◆ **INSTRUCTIONS TO FOLLOW**:
Rewrite the records below with "indicate" replaced by "mark" at every occurrence, leaving everything else unchanged.

◆ **DATASET ROWS**:

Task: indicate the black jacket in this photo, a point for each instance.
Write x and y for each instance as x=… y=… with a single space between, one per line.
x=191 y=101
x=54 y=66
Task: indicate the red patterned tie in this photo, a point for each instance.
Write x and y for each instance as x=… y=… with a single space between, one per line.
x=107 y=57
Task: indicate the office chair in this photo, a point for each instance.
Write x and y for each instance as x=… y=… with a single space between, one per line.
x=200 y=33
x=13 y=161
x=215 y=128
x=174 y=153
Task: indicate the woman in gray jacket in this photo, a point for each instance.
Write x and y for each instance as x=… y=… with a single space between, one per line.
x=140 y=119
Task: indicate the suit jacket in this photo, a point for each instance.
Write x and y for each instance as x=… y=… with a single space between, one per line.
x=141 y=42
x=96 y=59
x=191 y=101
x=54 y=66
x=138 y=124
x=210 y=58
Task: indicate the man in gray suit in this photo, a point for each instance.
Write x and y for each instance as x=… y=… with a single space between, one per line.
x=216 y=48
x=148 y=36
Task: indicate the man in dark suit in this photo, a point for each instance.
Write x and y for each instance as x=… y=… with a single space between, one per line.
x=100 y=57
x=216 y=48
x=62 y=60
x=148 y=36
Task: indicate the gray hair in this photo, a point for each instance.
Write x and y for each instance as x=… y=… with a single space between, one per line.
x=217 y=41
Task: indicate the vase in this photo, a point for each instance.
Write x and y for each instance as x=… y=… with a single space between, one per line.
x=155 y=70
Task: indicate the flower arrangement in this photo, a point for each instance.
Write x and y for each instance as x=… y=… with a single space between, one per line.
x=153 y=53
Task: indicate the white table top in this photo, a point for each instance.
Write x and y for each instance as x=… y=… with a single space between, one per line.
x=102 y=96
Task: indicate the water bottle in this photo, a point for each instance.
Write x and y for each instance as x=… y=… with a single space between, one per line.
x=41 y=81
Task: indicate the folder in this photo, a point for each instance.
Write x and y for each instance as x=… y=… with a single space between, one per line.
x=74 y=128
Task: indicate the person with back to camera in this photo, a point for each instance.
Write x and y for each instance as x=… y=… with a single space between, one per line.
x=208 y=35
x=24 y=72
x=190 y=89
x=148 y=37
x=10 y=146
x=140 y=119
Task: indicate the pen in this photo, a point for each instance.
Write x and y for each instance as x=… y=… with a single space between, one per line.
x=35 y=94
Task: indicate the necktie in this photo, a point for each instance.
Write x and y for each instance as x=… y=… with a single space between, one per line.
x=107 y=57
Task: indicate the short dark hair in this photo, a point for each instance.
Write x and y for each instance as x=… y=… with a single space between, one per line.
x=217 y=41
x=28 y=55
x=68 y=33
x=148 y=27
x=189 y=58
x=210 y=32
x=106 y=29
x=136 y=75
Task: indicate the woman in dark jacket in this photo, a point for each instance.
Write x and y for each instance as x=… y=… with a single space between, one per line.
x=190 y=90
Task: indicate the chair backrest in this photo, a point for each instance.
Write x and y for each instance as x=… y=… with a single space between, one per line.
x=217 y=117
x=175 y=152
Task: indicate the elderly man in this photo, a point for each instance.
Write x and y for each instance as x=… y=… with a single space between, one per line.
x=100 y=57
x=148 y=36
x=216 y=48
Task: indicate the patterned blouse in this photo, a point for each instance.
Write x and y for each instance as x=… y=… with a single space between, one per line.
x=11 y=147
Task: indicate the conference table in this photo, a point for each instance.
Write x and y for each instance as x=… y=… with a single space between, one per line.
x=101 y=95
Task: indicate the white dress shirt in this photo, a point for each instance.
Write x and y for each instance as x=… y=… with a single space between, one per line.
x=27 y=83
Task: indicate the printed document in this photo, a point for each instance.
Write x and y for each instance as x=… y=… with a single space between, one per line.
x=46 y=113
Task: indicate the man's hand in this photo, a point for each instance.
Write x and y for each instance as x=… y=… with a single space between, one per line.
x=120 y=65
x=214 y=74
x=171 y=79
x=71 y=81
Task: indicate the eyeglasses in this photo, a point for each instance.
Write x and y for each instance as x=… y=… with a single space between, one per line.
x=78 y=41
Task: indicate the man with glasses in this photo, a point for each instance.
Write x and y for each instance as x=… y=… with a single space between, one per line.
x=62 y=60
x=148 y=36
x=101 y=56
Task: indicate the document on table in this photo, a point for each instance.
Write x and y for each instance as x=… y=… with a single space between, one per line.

◆ **SOLUTION BELOW**:
Task: mark the black jacket in this photo, a point for each instance.
Write x and y for each instance as x=… y=… with a single space between, one per line.
x=191 y=101
x=54 y=66
Task: mark the red patterned tie in this photo, a point for each instance.
Write x and y for each instance as x=… y=… with a single space between, one per line.
x=107 y=57
Task: mark the office chair in this photo, a point for each instance.
Write x and y for each instance as x=… y=… with a single space between, one per line.
x=200 y=33
x=13 y=161
x=215 y=128
x=174 y=153
Task: mark the woman in gray jacket in this photo, a point for each instance.
Write x and y for each instance as x=… y=… with a single space between, one per line.
x=140 y=119
Task: mark the suit jacket in this photo, a point for each instance.
Write x and y for each instance as x=… y=… with a single space between, one per line.
x=141 y=42
x=96 y=59
x=191 y=101
x=54 y=66
x=138 y=124
x=210 y=58
Task: mark the man in gray suit in this photo, a point for each instance.
Write x and y for each instance as x=… y=… with a single space between, one per line.
x=216 y=48
x=148 y=36
Task: mark the man in dark suit in this photo, a point for each instance.
Write x and y for each instance as x=… y=… with a single space between, one per line.
x=100 y=57
x=216 y=48
x=62 y=60
x=148 y=36
Task: mark the gray hair in this photo, a point for each instance.
Write x and y for each instance as x=… y=… with a single space between, one per line.
x=217 y=41
Task: mark the vase in this photo, a point for each instance.
Write x and y for each instance as x=… y=… with a single space between, one per line.
x=155 y=70
Task: mark the flower arrangement in this photo, a point for each instance.
Write x and y for each instance as x=… y=… with a single space between, one per line.
x=153 y=53
Task: mark the white table top in this photo, a point for each instance.
Write x and y for each instance as x=… y=… with a single space between, one per line.
x=102 y=96
Task: mark the water bottle in this photo, a point for each instance.
Write x and y for each instance as x=… y=… with a single space between, one per line.
x=41 y=81
Task: mark the folder in this photo, a point for each instance.
Write x and y for each instance as x=… y=… with a single space between, one per line.
x=74 y=128
Task: mark the person with back to camera in this photo, a point for each instance.
Write x and y for each instance as x=… y=… with a single space between, one per line.
x=208 y=35
x=24 y=72
x=190 y=89
x=148 y=37
x=10 y=146
x=140 y=119
Task: mark the pen in this photo, a point for each instance.
Write x and y for each instance as x=… y=… with a single space between, one per line.
x=35 y=94
Task: mark the necktie in this photo, a point for each instance.
Write x and y for each instance as x=… y=… with a single space between, one per line.
x=107 y=57
Task: mark the short dark hair in this photo, a point for each instance.
Write x and y for each instance as x=… y=… with a single space between, one per line.
x=217 y=41
x=28 y=55
x=68 y=33
x=148 y=27
x=189 y=58
x=210 y=32
x=106 y=29
x=136 y=75
Task: mark the woman in dark jacket in this photo, a point for each instance.
Write x and y for each instance as x=… y=… with a single space between, one per line.
x=190 y=90
Task: mark the chair backrest in this photo, a point for each instance.
Write x and y for each instance as x=… y=… with a single space between, one per line.
x=217 y=117
x=175 y=152
Task: mark the elderly man in this photo, a point for each instance.
Write x and y for each instance as x=… y=… with a single space between, one per line.
x=100 y=57
x=148 y=36
x=216 y=48
Task: mark the patterned blouse in this photo, a point for each instance.
Write x and y for each instance as x=… y=… with a single space between, one per line.
x=11 y=147
Task: mark the conference table in this photo, a point for each instance.
Write x and y for each instance as x=… y=… with a single space between, one per line.
x=101 y=95
Task: mark the white dress shirt in this photo, a point for each instance.
Write x and y for each instance as x=… y=… with a single space between, one per line.
x=27 y=83
Task: mark the printed document in this photo, a point for each instance.
Write x and y for each instance as x=… y=… with a single space between, one per line.
x=46 y=113
Task: mark the man's hand in this photo, a point for each instance.
Write x and y for each instance as x=… y=… with a single space between, one per line.
x=120 y=65
x=214 y=74
x=171 y=79
x=71 y=81
Task: mark the eyeglasses in this photo, a point for each instance.
Write x and y for each instance as x=… y=… with a single space between, one per line.
x=78 y=41
Task: mark the man with glasses in this photo, a point for each instance.
Write x and y for each instance as x=… y=… with a single space between, one per line.
x=62 y=60
x=148 y=36
x=101 y=56
Task: mark the document on table in this photo, a point for each instance.
Write x and y for each instance as x=… y=… with a single space between, one per line.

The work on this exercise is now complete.